## EXTRACT
------------------------------------

Mother’s Day gatherings boosted Ontario COVID-19 cases: Elliott
There were more than 400 new COVID-19 cases for a fifth straight day, higher than the province has seen for several previous five-day periods
TORONTO — Mother’s Day gatherings contrary to physical distancing rules helped boost Ontario’s COVID-19 cases, the health minister said, and those rising numbers — plus concern over a large crowd at a Toronto park over the weekend — are delaying any easing of those rules.
Ontario reported more than 400 new COVID-19 cases for a fifth straight day, higher than the province has seen for several previous five-day periods.
That trend predates the province’s Stage 1 of reopening launched on May 19, Health Minister Christine Elliott said.
“The increase in the number of cases that we’re seeing now in the last few days really relates back to the week before, with the Mother’s Day events and so on, people seeing families when they should not have been more than five people together,” she said.
Premier Doug Ford himself has admitted that two of his daughters visited that weekend, leading to a group of at least six people at his home. Provincial officials have told Ontarians to avoid being within two metres of anyone outside their household, and not to gather in groups larger than five.

------------------------------------

[Natural-language object grounding data]
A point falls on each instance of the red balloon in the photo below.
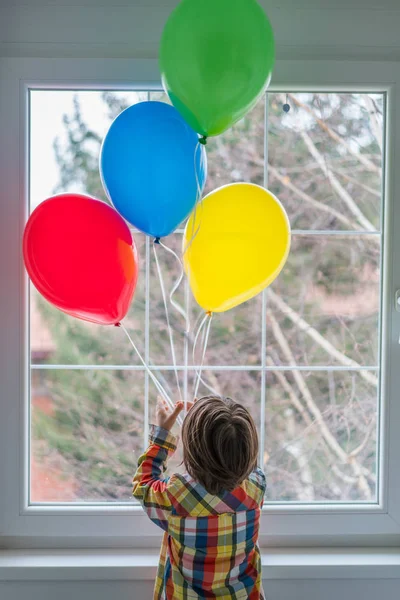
(80, 255)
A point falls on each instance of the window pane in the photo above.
(86, 434)
(321, 441)
(57, 338)
(171, 270)
(324, 307)
(325, 159)
(242, 386)
(237, 154)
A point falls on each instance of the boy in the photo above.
(210, 515)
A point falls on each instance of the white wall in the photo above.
(367, 29)
(331, 29)
(324, 589)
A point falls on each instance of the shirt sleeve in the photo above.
(148, 485)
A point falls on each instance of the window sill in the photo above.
(89, 565)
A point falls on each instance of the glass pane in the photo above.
(86, 434)
(324, 307)
(235, 335)
(321, 436)
(237, 154)
(171, 270)
(242, 386)
(325, 159)
(67, 129)
(57, 338)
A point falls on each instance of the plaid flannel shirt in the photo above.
(209, 548)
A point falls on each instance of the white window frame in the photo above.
(127, 526)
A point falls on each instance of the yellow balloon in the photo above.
(235, 245)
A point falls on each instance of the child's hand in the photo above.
(165, 416)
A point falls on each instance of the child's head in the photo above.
(220, 443)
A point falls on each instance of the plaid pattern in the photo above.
(209, 549)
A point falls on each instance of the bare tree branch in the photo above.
(376, 128)
(336, 185)
(371, 166)
(314, 410)
(317, 337)
(285, 181)
(305, 493)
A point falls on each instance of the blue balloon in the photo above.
(153, 167)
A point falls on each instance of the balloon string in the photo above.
(178, 307)
(177, 284)
(206, 334)
(158, 385)
(198, 202)
(171, 335)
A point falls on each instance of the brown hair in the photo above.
(220, 443)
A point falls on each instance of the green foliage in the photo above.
(332, 284)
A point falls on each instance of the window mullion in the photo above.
(264, 309)
(146, 344)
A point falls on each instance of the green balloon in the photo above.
(216, 60)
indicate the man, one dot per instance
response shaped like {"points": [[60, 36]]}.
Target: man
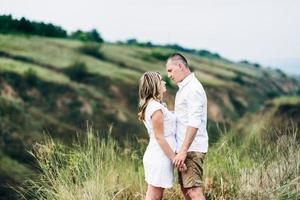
{"points": [[191, 112]]}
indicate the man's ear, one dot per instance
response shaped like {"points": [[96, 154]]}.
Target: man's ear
{"points": [[180, 66]]}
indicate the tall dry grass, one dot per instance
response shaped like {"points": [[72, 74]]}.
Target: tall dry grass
{"points": [[258, 166]]}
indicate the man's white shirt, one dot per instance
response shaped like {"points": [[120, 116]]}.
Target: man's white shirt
{"points": [[191, 110]]}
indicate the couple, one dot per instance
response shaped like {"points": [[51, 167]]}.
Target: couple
{"points": [[183, 131]]}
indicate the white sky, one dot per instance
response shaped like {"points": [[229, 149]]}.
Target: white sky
{"points": [[264, 31]]}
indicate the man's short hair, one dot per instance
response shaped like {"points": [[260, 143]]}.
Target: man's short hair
{"points": [[177, 57]]}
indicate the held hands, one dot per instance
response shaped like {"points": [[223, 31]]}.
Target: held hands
{"points": [[178, 161]]}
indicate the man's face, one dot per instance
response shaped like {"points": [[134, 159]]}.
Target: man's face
{"points": [[174, 71]]}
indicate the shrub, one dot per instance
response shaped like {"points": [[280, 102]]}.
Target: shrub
{"points": [[31, 77], [92, 49], [77, 71]]}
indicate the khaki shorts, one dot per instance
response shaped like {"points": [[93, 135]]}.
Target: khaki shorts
{"points": [[193, 176]]}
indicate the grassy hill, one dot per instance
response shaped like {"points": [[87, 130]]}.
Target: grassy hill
{"points": [[244, 164], [54, 86]]}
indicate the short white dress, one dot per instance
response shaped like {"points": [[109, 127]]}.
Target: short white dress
{"points": [[157, 166]]}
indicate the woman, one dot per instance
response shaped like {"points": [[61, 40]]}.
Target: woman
{"points": [[161, 125]]}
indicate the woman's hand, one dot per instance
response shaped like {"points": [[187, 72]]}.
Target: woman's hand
{"points": [[182, 168]]}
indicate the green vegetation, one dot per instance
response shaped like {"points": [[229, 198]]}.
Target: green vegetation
{"points": [[55, 85], [256, 166]]}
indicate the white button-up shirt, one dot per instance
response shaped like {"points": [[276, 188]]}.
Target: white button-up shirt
{"points": [[191, 110]]}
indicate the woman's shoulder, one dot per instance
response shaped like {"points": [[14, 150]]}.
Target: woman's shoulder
{"points": [[153, 105]]}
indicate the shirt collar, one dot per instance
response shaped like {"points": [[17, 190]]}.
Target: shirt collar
{"points": [[186, 80]]}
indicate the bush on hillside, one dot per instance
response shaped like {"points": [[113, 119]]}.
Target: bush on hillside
{"points": [[10, 25], [93, 36], [77, 71], [92, 49], [31, 77]]}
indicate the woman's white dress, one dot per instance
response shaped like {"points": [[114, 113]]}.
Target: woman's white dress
{"points": [[157, 166]]}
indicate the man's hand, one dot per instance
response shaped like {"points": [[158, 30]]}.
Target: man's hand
{"points": [[179, 159]]}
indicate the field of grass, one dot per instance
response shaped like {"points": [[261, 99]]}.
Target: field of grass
{"points": [[56, 85], [258, 166]]}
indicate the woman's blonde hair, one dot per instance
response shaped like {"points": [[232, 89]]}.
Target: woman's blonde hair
{"points": [[149, 88]]}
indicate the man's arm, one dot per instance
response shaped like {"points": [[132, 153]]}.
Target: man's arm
{"points": [[195, 106], [188, 140]]}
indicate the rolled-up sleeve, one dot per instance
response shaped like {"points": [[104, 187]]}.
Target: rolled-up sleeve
{"points": [[196, 108]]}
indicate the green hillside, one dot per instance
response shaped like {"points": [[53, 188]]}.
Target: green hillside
{"points": [[262, 162], [54, 86]]}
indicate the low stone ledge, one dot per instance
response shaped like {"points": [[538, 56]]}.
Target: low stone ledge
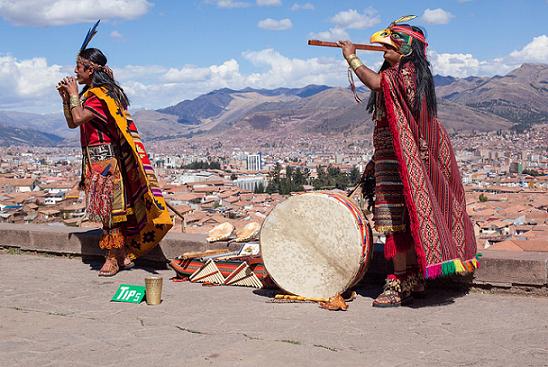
{"points": [[83, 241], [509, 268], [498, 268]]}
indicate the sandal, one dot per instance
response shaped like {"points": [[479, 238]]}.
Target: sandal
{"points": [[126, 263], [110, 267], [396, 293], [416, 283]]}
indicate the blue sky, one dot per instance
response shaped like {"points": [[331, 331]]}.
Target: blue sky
{"points": [[165, 51]]}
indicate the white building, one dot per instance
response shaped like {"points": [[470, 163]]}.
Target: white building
{"points": [[254, 162]]}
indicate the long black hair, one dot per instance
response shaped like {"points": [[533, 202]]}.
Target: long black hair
{"points": [[101, 78], [423, 78]]}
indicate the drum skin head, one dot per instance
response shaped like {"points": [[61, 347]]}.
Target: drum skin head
{"points": [[311, 246]]}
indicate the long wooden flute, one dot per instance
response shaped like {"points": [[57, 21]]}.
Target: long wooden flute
{"points": [[359, 46]]}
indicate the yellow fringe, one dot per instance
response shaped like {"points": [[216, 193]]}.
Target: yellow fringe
{"points": [[398, 228]]}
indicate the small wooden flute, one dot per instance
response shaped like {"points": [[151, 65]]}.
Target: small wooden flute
{"points": [[358, 45]]}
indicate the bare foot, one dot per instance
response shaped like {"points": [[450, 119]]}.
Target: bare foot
{"points": [[110, 267]]}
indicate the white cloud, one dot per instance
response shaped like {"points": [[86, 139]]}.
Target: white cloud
{"points": [[27, 83], [305, 6], [348, 19], [61, 12], [353, 19], [228, 4], [116, 35], [333, 34], [459, 65], [534, 51], [463, 65], [275, 25], [436, 16], [269, 2]]}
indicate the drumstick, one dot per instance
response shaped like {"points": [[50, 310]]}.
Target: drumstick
{"points": [[300, 298]]}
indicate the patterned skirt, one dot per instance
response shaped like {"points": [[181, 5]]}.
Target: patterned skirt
{"points": [[105, 193], [389, 212]]}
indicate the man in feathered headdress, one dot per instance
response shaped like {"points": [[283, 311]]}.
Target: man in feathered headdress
{"points": [[121, 187], [420, 203]]}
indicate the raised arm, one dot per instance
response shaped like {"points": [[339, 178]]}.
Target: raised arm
{"points": [[75, 114], [368, 77]]}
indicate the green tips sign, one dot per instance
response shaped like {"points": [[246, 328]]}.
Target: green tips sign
{"points": [[129, 293]]}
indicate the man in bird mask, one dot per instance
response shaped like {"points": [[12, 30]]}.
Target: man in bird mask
{"points": [[419, 198]]}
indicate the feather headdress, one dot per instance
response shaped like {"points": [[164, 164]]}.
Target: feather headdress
{"points": [[91, 33]]}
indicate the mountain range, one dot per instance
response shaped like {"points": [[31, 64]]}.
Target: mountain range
{"points": [[516, 100]]}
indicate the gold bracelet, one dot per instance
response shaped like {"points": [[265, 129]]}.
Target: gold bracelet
{"points": [[355, 63], [74, 101]]}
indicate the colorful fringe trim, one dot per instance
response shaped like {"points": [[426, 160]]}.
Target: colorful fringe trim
{"points": [[451, 267], [111, 239]]}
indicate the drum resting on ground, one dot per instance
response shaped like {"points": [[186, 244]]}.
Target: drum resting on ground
{"points": [[316, 245]]}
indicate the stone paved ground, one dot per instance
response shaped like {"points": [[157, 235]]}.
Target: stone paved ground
{"points": [[56, 312]]}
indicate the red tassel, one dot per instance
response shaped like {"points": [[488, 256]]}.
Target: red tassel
{"points": [[389, 247]]}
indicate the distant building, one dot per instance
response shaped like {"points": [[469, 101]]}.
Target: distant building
{"points": [[254, 162], [250, 182], [516, 167]]}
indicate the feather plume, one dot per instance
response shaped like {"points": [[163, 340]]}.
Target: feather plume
{"points": [[405, 18], [91, 33]]}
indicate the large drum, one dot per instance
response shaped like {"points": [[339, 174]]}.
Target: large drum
{"points": [[316, 245]]}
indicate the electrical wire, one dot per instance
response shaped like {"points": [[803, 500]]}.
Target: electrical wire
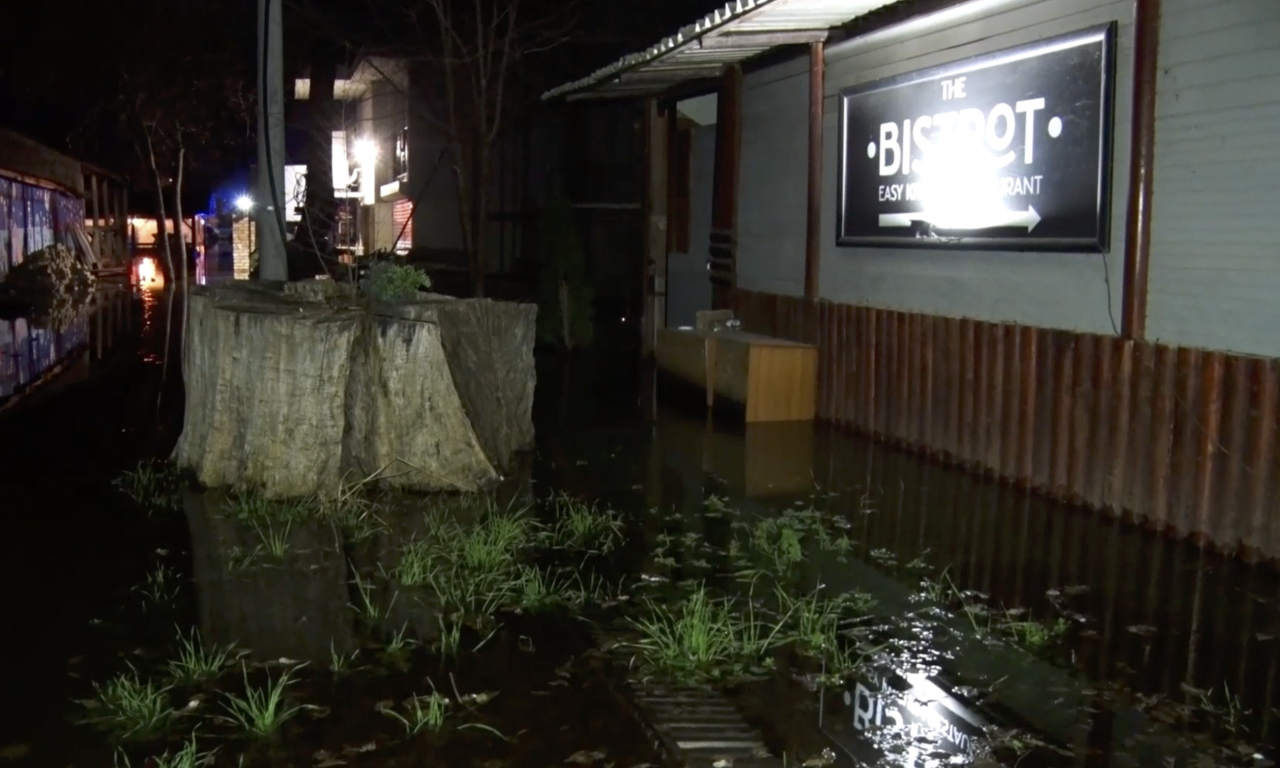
{"points": [[266, 140]]}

------------------------------------

## TASK LIST
(a) In the Ontario COVID-19 article, rewrite everything from "That trend predates" down to "larger than five.", swapping "Premier Doug Ford" for "Ontario's premier".
(b) According to the Ontario COVID-19 article, on what date did the province launch Stage 1 of reopening?
(c) Translate this sentence from the Ontario COVID-19 article into French: "That trend predates the province’s Stage 1 of reopening launched on May 19, Health Minister Christine Elliott said."

## LIST OF ANSWERS
(a)
That trend predates the province’s Stage 1 of reopening launched on May 19, Health Minister Christine Elliott said.
“The increase in the number of cases that we’re seeing now in the last few days really relates back to the week before, with the Mother’s Day events and so on, people seeing families when they should not have been more than five people together,” she said.
Ontario's premier himself has admitted that two of his daughters visited that weekend, leading to a group of at least six people at his home. Provincial officials have told Ontarians to avoid being within two metres of anyone outside their household, and not to gather in groups larger than five.

(b) May 19

(c) Cette tendance est antérieure à la phase 1 de la réouverture de la province, lancée le 19 mai, a déclaré la ministre de la Santé Christine Elliott.